### [Extract]
%%
Natural biopolymers such as chitosan have been shown to have great potential in medical applications. Basic research focuses on the use of chitosan scaffolds for applying stem cells into the human body and the IHB’s researchers have already investigated the interaction of stem cells and chitosan. The researchers are still trying to find out the effect of chitosan on the proliferation and differentiation of stem cells. Höfer also pointed out that his team is focusing on an effect of stem cells that has for a long time been neglected: the effect of stem cells on angiogenesis, i.e. the growth of new blood vessels. In order to exploit this effect, the stem cells are applied to the surface of tubular fibres and the necessary growth-promoting factors to the inside of the fibres. “We are mimicking the natural environment of the human body, in which the basal lamina, a layer of extracellular matrix secreted by the epithelial cells, provides the stem cells with growth-promoting factors that promote the formation of new blood vessels,” said Höfer, highlighting the researchers’ goal of developing three-dimensional scaffolds that can be effectively integrated into the tissue as a result of the stem cells’ angiogenic properties.The IHB’s alginate research also focuses on blood vessels. It is the objective of IHB researchers to produce hollow fibres from the salts of alginic acid and then cover them with endothelial cells. This procedure might enable the scientists to generate artificial blood vessels. The researchers are also developing a biopolymer fibre-based fatty tissue substitute with enhanced biocompatibility that is suitable for the treatment of extensive tissue defects.
%%
### [Dataset extract]
%%
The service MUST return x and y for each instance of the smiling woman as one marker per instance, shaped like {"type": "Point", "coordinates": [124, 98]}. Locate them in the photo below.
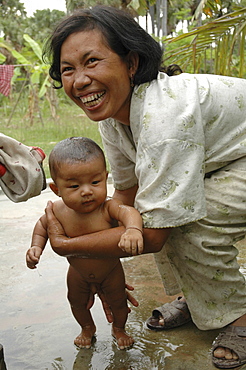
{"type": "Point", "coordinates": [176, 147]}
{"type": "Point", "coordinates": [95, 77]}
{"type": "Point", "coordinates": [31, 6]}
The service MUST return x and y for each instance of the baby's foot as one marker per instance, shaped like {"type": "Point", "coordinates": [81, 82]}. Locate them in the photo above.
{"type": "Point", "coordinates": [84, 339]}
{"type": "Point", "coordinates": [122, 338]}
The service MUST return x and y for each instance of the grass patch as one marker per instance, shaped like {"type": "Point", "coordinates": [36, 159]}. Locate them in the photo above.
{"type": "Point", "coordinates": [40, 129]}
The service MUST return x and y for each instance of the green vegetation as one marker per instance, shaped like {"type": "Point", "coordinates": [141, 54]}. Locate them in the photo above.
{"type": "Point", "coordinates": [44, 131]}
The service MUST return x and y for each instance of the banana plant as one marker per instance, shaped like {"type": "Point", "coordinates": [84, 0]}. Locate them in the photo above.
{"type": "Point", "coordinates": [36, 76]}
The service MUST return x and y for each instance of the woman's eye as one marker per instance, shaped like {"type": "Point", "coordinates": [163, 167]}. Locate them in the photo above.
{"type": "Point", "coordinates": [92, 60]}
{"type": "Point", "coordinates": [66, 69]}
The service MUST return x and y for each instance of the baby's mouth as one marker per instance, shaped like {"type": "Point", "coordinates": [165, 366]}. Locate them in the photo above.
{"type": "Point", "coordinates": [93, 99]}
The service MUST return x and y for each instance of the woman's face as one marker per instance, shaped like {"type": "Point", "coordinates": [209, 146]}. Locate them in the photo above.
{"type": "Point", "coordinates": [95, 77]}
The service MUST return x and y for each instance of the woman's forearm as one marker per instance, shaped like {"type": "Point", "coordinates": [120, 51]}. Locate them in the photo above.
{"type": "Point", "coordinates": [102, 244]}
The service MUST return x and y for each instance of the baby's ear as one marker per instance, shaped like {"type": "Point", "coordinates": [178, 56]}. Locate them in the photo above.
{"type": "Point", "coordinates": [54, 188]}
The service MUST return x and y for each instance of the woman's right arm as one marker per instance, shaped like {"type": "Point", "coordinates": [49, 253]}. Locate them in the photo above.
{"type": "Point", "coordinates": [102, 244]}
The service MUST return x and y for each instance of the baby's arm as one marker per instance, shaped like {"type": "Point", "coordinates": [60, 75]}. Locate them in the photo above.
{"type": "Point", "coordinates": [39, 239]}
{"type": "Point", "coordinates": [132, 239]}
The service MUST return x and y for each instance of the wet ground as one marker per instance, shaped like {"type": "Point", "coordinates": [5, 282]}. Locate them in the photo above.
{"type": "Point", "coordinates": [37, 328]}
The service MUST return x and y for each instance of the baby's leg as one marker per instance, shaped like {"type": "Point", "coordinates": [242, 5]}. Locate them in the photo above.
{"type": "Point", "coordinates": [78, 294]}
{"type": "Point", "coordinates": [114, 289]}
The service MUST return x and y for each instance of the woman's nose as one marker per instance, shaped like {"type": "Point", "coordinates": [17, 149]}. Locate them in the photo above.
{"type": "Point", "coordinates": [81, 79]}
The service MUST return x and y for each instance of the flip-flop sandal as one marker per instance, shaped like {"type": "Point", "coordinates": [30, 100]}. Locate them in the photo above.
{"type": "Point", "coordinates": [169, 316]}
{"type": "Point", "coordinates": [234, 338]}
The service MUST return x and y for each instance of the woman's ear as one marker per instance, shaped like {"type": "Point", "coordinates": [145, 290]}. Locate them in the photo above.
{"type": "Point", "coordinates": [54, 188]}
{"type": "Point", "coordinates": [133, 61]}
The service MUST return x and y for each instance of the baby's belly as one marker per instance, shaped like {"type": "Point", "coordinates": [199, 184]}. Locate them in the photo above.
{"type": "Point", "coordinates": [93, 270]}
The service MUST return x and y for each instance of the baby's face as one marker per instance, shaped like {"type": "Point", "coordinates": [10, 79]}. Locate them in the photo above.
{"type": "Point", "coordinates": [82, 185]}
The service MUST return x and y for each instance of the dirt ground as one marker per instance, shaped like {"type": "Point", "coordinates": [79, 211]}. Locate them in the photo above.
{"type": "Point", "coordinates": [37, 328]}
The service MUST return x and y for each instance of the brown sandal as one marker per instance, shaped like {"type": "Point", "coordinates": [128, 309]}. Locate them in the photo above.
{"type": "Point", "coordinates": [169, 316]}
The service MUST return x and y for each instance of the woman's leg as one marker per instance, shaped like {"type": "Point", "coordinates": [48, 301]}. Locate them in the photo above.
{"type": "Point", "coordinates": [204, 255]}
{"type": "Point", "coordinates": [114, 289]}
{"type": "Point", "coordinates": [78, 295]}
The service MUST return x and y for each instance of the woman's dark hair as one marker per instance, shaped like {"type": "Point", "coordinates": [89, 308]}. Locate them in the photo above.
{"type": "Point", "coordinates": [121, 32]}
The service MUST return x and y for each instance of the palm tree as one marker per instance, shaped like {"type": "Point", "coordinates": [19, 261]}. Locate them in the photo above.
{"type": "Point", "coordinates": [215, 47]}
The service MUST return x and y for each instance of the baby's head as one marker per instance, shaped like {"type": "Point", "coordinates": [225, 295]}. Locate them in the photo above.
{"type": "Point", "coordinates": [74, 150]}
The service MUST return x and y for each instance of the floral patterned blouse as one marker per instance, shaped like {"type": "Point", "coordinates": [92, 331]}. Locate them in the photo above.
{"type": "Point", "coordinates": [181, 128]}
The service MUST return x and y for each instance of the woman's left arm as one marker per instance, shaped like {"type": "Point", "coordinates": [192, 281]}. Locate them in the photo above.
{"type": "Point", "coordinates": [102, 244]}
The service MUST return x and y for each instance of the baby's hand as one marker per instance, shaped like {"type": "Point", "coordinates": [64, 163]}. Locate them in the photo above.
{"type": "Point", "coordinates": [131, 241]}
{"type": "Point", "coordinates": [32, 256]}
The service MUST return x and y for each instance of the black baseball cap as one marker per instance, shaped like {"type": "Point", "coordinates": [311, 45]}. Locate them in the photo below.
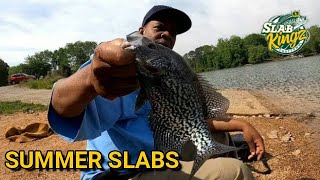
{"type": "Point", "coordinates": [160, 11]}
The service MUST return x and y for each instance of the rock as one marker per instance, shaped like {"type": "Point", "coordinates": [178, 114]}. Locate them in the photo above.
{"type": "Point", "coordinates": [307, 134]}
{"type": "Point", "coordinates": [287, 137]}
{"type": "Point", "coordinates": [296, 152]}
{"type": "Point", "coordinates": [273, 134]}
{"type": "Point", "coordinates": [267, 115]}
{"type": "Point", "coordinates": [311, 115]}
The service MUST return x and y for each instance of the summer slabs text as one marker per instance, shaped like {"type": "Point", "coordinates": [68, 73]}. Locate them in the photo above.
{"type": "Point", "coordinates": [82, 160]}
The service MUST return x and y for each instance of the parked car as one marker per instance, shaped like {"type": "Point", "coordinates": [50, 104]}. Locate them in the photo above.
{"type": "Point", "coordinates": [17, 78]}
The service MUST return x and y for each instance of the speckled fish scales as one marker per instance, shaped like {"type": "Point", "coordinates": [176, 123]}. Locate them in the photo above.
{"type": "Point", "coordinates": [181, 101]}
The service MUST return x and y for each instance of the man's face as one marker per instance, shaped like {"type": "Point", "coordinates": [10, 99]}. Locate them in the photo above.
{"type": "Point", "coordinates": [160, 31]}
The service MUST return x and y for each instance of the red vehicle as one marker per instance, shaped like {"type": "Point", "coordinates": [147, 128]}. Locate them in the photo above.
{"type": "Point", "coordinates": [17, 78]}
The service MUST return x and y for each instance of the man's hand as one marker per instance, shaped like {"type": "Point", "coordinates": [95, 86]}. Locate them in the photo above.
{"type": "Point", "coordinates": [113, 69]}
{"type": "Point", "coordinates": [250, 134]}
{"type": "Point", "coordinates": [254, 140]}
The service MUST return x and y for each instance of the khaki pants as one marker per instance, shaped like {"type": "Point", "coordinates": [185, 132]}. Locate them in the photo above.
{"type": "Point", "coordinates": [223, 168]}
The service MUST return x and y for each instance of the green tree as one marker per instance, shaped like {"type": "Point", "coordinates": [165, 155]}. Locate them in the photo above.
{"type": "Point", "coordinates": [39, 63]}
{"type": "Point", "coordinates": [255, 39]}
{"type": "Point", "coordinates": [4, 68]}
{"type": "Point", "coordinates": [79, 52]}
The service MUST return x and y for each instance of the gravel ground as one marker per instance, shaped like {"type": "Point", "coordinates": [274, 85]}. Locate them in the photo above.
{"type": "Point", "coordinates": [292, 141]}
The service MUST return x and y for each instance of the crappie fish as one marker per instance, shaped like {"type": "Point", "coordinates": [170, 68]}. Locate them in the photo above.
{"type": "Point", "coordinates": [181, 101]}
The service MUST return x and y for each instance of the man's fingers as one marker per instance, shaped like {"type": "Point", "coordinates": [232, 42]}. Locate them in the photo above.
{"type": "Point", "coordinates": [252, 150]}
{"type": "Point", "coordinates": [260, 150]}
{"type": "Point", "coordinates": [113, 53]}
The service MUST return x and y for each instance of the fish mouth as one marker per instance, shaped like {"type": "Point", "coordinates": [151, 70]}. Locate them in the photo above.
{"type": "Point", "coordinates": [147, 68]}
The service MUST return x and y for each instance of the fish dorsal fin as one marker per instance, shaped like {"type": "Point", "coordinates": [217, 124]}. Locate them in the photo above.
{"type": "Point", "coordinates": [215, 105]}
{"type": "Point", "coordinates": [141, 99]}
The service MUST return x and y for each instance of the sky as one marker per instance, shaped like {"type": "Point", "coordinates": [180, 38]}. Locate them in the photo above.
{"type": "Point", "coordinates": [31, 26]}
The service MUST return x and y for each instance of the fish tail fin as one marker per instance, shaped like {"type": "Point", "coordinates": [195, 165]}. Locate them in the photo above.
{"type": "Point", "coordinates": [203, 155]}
%%
### [Work instruction 1]
Using the text on biopolymer research, explain why the stem cells are placed on the surface of tubular fibres while the growth-promoting factors go inside them.
### [Work instruction 2]
Carry on the text on biopolymer research from its last sentence.

### [Task response 1]
The arrangement mimics the natural environment of the human body. There, the basal lamina, a layer of extracellular matrix secreted by epithelial cells, supplies stem cells with growth-promoting factors that promote the formation of new blood vessels.

### [Task response 2]
The IHB is mainly focused on turning research results into marketable commodities. For example, the institute has developed textile heating elements that prevent loss of body heat in patients in the operating theatre. The heating elements consist of a conductive yarn that is knitted into a polyester fabric. The thin textile heating system, which consists of modules for arms, legs, chest and stomach, can be rapidly heated to 36°C. Its modular structure means that the operated area remains uncovered. The hypothermia prevention system is currently in the last phase of clinical testing and is estimated to be on the market in 2012. In an area accredited by the ZLG - Zentralstelle der Länder für Gesundheitsschutz, IHB is investigating the effects of interaction of textiles and utensils with people and the environment. The question as to whether products have negative (toxicological) effects on human health is not only of importance for products used for medical application, although it is one of the most important areas. In the field of environmental toxicity testing, which relates to testing the effect of products or specific (surface) coatings on the environment, IHB completely avoids the use of experimental animals. Instead, the researchers use chicken and fish eggs as well as skin models to assess aspects such as the irritating, cell-damaging or even genome-altering effects of potentially harmful substances.